## TRECHO FORNECIDO
--

Famílias fazem protesto nacional para pedir humanização do parto
Famílias de várias cidades do Brasil organizam para o próximo sábado (19) a Marcha pela Humanização do Parto. A ideia do protesto, que contará com a presença de profissionais de saúde, gestantes, bebês e crianças, é alertar sobre as represálias que têm sofrido profissionais, como obstetras e enfermeiros, que priorizam o parto normal e humanizado dentro de hospitais.
O protesto ganhou força após a médica obstetra Andrea Campos ser descredenciada do Hospital São Luiz, uma das poucas unidades na capital paulista que têm salas voltadas para o parto humanizado com som ambiente, luz diferenciada, banheira, bola e banqueta para serem usadas pela mulher para aliviar as dores durante o trabalho de parto. A decisão do hospital gerou uma grande revolta de pacientes e ex-pacientes da médica nas redes sociais que decidiram fazer o protesto próximo ao Dia do Médico, celebrado amanhã (18).
Questionado sobre o motivo do descredenciamento, o hospital enviou uma nota onde diz apenas que o cadastro da médica “encontra-se temporariamente suspenso, para apuração de fatos que estão sob sindicância pela Comissão de Ética Médica” do hospital. O São Luiz disse ainda que é pioneiro na prática de parto humanizado.
Além da médica, em agosto, a enfermeira obstetra Adelita Gonzalez Martinez Depinote, 32, foi afastada da função após sete anos atendendo partos na maternidade do Hospital Vitor Ferreira do Amaral, em Curitiba (PR). Professora de obstetrícia na PUC-PR, Adelita diz que ela e outros profissionais são perseguidos por priorizarem o parto humanizado, dando possibilidade da gestante ter acompanhante durante o trabalho de parto, receber massagens e escolher a posição que acha mais confortável para dar à luz. “Foi alegado que eu não cumpro as normas da instituição, mas nunca ficou claro que normas são essas”, relata. “Vejo o parto não só como um ato físico, mas espiritual, social e emocional”, afirma.
Segundo ela, houve perseguição de médicos pediatras e da direção de enfermagem e administrativa. “Achavam absurdo esperar o cordão umbilical parar de pulsar para então cortar ou da mulher parir de cócoras, mas tudo isso é baseado em evidências científicas”, ressalta Adelita, enfermeira obstétrica desde 2004 e que também realiza partos domiciliares. Procurado pelo Maternar, o hospital, da Universidade Federal do Paraná, não se manifestou sobre o caso.
De acordo com os organizadores, além da perseguição contra esses profissionais, a manifestação também é contra a cultura cesarista instaurada no país. O Brasil tem uma das taxas mais altas de cesáreas do mundo, chegando a 90% no setor privado e quase 50% no setor público. Segundo a OMS (Organização Mundial da Saúde), essa taxa deveria ser de até 15% de cesáreas, ou seja, somente quando a cirurgia é indicada e necessária.
O movimento afirma que não é contra as cesáreas, mas que ela deve ser feita apenas quando “há risco envolvido e comprovado para mãe ou bebê e não de forma eletiva e fora do trabalho de parto, como tem ocorrido em todo país”.

--

Responda com base na reportagem sobre a marcha pela humanização do parto:
1. Em que dia da semana a marcha foi organizada?
2. Por quantos anos Adelita atendeu partos na maternidade do Hospital Vitor Ferreira do Amaral?
3. Segundo a OMS, até que percentual deveria chegar a taxa de cesáreas?
Responda apenas com base na reportagem.

(Entradas salvas)

--

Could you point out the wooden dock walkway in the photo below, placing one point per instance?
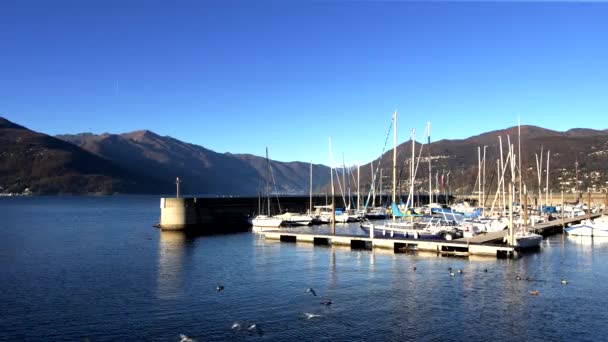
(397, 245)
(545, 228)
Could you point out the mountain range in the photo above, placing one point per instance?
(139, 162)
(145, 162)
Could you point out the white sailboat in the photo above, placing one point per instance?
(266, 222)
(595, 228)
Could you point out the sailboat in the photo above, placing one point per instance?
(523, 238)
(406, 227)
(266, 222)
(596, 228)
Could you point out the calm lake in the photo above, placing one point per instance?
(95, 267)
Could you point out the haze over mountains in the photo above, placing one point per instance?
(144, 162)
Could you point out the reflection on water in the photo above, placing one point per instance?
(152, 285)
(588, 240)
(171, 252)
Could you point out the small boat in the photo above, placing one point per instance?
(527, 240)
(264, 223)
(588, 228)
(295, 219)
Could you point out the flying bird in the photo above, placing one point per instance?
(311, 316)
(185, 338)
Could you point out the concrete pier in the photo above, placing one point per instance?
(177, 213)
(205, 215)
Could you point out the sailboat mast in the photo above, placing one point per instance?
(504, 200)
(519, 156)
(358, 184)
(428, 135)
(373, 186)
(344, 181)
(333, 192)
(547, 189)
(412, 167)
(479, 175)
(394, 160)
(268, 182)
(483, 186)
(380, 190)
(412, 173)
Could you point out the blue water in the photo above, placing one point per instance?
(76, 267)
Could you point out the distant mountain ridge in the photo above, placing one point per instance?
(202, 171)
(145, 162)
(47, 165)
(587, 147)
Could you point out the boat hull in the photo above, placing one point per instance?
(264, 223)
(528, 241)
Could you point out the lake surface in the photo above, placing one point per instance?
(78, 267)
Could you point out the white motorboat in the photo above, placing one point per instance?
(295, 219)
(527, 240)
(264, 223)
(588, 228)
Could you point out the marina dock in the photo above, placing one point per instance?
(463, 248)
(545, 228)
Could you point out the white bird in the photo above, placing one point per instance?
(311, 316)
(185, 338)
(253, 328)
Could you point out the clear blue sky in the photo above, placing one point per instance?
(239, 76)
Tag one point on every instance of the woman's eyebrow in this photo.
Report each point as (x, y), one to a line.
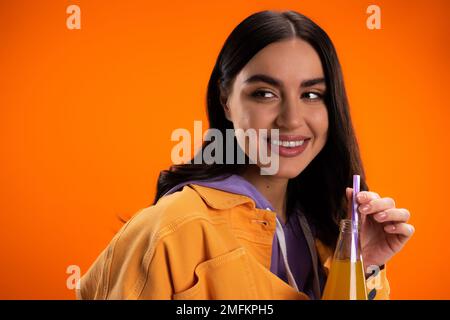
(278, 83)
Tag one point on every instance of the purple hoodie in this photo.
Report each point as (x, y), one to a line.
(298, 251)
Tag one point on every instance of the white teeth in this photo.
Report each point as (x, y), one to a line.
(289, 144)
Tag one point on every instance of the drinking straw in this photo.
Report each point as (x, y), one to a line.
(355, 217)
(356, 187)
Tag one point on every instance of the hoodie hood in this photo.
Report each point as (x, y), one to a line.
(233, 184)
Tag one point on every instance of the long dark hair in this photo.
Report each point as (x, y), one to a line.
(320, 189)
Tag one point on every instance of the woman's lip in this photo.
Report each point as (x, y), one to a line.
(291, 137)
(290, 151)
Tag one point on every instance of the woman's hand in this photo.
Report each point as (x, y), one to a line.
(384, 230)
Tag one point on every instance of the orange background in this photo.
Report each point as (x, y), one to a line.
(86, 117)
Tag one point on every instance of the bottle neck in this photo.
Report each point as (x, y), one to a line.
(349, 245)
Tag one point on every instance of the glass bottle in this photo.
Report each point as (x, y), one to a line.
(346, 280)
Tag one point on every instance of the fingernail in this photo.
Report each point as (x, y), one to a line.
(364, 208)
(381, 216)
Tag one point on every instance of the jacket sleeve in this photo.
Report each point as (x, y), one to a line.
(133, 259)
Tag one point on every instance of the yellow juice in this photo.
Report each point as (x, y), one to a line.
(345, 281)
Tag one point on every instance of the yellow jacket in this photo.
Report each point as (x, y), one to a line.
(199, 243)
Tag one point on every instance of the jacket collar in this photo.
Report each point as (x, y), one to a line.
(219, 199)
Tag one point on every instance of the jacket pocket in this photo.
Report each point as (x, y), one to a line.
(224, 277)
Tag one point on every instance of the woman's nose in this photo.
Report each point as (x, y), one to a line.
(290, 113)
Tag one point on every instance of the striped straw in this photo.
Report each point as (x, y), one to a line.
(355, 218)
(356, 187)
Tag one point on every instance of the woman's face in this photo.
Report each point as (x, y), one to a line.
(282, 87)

--

## RESULTADO
1. No sábado (19).
2. Por sete anos.
3. Até 15%.